--- Work required ---
Could you print each of the items below word for word, leaving out the pictures?
--- START OF Data listing ---
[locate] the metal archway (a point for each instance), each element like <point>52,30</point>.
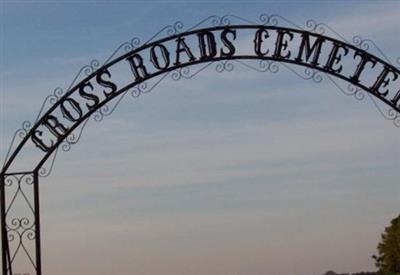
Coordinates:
<point>212,41</point>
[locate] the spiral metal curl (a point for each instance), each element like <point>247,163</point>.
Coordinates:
<point>224,66</point>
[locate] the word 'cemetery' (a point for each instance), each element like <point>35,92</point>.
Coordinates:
<point>221,43</point>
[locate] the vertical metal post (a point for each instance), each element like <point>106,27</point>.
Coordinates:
<point>4,241</point>
<point>37,223</point>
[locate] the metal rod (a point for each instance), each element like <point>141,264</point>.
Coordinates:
<point>37,223</point>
--- END OF Data listing ---
--- The result ---
[locate] the metal archway (a point for each instance), each element like <point>52,30</point>.
Coordinates:
<point>212,41</point>
[locate] the spiral metal curl (a point for each instance), each element like <point>247,163</point>.
Coordinates:
<point>224,66</point>
[locate] the word 'cemetery' (a point for each instance), each element like <point>35,92</point>.
Coordinates:
<point>221,43</point>
[locate] the vertical metal post (a point for each instance), each element like <point>106,27</point>.
Coordinates:
<point>4,241</point>
<point>37,223</point>
[locate] the metal rod (a point for each instance), each element like <point>141,264</point>.
Coordinates:
<point>37,223</point>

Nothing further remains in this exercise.